PROBLEM REQUIREMENTS: Nothing but the lines from the top of the following entries through the line with "--target=flower pot --mode=segment" should be printed, exactly as they are.

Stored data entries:
Segment Open

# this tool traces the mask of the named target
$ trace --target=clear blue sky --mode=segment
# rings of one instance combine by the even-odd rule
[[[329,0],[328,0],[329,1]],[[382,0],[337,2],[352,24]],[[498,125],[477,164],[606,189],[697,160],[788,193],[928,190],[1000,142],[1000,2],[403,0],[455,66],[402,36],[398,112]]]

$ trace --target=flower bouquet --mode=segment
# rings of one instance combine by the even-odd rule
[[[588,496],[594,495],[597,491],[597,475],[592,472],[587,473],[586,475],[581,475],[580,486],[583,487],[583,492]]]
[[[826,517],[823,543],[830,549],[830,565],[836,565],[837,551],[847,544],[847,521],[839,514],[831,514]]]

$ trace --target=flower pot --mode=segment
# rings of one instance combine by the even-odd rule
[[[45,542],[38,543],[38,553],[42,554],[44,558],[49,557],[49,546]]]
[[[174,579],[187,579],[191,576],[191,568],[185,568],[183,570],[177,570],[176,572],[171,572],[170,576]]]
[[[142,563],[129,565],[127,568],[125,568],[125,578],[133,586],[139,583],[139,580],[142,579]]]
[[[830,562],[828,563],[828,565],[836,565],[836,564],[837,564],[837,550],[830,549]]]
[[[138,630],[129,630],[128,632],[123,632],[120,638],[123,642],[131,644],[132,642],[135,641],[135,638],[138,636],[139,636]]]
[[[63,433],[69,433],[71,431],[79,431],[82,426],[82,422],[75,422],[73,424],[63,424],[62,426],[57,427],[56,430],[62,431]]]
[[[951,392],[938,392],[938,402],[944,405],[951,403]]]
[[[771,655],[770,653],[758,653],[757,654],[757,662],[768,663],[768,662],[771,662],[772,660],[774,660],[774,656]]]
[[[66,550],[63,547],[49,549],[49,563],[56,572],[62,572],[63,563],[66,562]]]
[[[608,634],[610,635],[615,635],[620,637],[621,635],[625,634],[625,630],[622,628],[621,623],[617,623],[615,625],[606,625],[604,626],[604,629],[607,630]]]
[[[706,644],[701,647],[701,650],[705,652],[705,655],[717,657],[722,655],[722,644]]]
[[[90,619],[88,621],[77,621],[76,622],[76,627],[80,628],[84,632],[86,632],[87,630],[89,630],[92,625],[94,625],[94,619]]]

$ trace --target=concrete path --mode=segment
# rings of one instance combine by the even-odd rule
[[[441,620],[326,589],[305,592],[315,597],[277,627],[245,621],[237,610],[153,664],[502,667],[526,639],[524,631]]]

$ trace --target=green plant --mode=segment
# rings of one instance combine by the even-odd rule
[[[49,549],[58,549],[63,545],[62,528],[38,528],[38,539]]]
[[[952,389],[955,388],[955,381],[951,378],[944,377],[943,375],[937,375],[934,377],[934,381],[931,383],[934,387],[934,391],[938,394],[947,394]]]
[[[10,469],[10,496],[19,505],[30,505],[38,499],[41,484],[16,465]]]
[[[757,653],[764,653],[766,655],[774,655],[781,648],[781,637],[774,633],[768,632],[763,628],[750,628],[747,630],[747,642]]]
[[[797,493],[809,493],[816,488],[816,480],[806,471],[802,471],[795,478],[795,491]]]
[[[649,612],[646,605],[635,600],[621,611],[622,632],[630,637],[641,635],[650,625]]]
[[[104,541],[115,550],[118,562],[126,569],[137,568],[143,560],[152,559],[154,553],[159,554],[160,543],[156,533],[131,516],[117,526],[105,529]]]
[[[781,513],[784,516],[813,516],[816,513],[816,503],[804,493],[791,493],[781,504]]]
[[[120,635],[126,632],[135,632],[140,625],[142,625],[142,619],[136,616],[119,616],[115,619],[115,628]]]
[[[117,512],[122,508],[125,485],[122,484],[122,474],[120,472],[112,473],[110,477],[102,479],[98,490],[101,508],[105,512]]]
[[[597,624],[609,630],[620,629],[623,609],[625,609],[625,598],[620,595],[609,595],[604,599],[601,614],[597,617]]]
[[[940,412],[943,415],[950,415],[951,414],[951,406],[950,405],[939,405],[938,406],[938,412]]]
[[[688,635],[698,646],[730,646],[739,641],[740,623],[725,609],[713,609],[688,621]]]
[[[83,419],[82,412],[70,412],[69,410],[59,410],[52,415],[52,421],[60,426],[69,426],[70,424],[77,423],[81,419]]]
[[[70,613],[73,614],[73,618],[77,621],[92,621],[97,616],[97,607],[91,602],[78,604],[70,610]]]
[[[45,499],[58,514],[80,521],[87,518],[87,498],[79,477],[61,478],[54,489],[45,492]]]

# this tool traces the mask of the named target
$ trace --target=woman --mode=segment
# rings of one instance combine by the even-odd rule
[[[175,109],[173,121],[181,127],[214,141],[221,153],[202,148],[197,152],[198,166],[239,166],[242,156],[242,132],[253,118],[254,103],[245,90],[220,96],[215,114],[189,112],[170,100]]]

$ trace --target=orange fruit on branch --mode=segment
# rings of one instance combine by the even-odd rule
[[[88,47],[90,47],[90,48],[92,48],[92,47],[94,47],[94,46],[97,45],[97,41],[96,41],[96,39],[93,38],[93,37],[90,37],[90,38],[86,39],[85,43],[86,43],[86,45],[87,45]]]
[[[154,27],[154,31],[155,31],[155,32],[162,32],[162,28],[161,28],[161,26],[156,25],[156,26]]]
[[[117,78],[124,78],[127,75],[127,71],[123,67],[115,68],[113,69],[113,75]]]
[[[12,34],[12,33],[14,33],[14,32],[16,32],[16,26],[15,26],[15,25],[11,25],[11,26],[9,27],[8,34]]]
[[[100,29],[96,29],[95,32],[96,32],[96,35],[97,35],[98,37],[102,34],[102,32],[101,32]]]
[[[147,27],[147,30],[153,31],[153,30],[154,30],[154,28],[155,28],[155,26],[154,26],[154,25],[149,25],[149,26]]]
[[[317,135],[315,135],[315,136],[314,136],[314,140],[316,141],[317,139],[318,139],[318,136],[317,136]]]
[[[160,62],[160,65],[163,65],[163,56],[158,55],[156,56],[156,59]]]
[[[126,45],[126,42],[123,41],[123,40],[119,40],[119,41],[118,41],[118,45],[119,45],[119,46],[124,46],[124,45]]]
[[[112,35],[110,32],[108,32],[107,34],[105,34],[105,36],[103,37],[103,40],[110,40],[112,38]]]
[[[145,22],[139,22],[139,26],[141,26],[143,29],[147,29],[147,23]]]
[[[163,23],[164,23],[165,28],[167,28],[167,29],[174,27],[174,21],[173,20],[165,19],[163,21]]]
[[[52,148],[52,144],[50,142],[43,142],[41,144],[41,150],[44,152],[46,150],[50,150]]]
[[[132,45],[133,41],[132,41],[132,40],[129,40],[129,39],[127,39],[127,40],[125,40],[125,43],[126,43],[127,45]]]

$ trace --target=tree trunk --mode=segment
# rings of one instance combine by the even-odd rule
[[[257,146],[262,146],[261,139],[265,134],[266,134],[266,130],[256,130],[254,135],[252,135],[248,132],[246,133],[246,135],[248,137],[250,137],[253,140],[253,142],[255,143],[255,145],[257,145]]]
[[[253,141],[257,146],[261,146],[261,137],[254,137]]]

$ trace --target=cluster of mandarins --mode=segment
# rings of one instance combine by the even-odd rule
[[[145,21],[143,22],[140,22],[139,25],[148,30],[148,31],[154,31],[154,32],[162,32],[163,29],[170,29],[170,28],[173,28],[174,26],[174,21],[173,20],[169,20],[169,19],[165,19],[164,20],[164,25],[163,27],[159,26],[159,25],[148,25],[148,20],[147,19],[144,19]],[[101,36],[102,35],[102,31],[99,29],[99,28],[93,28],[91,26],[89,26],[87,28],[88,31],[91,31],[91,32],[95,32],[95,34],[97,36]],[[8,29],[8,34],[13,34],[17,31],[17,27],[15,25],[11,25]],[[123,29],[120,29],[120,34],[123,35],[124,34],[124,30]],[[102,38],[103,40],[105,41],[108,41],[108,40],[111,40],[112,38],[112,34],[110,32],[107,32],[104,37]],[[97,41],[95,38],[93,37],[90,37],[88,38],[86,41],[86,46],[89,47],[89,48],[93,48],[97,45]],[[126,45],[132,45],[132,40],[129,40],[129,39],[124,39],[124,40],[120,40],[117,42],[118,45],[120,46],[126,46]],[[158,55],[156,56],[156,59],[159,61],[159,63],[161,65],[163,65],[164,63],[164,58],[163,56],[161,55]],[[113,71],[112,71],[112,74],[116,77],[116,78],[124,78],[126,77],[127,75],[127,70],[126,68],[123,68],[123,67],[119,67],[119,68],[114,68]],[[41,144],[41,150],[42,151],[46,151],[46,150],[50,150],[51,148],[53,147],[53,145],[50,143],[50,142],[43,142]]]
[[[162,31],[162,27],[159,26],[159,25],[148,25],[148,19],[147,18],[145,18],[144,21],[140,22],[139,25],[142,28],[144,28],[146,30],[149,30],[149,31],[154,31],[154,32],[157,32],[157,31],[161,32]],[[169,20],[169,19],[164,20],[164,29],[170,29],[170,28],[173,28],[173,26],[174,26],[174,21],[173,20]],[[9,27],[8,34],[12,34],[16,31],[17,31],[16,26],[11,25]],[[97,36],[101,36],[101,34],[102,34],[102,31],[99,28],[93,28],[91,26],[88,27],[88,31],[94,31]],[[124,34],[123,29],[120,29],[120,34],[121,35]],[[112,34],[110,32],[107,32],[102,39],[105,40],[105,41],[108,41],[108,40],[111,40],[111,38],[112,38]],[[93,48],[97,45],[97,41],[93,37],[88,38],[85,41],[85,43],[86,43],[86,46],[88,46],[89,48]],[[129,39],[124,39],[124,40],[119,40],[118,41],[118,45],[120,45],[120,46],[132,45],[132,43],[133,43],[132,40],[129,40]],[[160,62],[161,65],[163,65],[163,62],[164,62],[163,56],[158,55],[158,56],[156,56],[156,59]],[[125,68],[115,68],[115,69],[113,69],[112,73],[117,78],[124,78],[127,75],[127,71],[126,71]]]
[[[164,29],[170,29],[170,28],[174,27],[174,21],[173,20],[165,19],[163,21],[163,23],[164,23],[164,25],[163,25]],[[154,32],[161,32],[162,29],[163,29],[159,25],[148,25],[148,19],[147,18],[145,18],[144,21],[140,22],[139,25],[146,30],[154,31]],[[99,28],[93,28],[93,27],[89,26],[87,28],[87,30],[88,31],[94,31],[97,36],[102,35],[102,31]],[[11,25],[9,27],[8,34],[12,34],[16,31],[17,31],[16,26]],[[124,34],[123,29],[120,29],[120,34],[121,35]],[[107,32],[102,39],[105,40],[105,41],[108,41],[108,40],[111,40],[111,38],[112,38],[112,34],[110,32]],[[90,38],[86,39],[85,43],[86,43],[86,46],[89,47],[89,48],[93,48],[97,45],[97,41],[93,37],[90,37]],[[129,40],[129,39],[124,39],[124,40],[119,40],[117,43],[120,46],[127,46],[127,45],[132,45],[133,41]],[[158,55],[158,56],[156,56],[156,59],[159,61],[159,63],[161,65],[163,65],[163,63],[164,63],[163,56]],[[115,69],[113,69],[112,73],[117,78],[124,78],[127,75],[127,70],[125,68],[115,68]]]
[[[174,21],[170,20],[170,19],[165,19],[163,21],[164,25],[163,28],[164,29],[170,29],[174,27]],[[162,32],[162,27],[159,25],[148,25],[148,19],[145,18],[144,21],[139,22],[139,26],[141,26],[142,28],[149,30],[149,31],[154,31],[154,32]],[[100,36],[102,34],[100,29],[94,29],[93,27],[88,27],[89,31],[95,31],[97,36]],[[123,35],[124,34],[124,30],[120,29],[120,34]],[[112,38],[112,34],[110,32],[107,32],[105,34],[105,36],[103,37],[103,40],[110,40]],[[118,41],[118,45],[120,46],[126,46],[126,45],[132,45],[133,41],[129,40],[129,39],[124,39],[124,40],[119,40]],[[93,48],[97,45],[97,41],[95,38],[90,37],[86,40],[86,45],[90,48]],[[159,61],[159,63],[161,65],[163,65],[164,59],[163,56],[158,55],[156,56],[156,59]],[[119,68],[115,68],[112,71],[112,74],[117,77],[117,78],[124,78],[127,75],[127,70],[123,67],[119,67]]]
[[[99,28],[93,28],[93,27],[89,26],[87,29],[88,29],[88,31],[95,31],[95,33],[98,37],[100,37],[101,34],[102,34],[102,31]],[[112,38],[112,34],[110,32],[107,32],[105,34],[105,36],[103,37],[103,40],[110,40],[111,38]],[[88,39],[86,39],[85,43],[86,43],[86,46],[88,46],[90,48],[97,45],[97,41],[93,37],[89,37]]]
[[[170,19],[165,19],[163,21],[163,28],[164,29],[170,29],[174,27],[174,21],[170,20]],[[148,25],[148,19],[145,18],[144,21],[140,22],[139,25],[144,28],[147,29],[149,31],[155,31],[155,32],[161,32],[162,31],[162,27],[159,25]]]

Segment Closed

SOLUTION:
# this tool traces the mask of the named target
$ trace --target=clear blue sky --mode=segment
# rings of one instance combine by the even-odd rule
[[[329,0],[328,0],[329,1]],[[382,0],[337,2],[352,24]],[[498,125],[477,164],[606,189],[697,160],[788,193],[928,190],[1000,142],[1000,2],[403,0],[455,66],[402,36],[398,112]]]

$ trace --target=flower bouquet --mode=segment
# rings of one instance combine by the even-odd rule
[[[588,496],[594,495],[597,491],[597,475],[592,472],[587,473],[586,475],[581,475],[580,486],[583,487],[583,492]]]
[[[826,517],[823,543],[830,549],[830,565],[836,565],[837,551],[847,544],[847,521],[839,514],[831,514]]]

$ trace --target=flower pot --mode=segment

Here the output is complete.